**WHAT TO DO**: Retype exactly the lines from the one holding "of the track" through the final line of the data, both included.

........

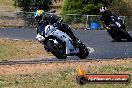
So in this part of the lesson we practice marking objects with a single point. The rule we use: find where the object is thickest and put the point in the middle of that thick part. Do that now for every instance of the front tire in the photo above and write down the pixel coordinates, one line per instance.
(54, 49)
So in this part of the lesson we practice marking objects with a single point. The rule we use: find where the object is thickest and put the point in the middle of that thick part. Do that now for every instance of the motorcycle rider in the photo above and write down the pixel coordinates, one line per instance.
(43, 19)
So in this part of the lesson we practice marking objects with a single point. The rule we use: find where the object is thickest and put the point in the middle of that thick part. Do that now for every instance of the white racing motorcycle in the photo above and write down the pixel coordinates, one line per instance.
(61, 45)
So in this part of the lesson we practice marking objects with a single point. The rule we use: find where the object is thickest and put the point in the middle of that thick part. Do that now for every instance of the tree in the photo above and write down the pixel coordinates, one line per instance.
(82, 6)
(31, 5)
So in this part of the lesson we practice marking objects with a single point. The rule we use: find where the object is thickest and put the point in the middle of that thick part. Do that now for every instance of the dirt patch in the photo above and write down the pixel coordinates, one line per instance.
(46, 68)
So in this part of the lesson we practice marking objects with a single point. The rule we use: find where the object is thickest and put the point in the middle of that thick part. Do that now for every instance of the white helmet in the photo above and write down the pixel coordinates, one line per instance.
(103, 9)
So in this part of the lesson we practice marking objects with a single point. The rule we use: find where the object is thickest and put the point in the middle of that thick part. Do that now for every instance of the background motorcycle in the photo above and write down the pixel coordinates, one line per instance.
(118, 30)
(61, 45)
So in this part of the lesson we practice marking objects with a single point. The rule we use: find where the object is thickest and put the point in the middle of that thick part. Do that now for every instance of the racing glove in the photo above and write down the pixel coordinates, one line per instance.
(40, 38)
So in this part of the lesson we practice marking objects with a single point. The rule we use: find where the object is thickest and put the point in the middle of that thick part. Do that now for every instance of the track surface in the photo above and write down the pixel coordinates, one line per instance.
(98, 40)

........

**EXERCISE OUTPUT**:
So in this part of the lesson we practice marking objects with a single point. The rule we use: find where the object is thickest and put the point in the middle of that thick part. Do that now for every instance of the track surface in the photo above and write down the pixel coordinates, one line per instance.
(98, 40)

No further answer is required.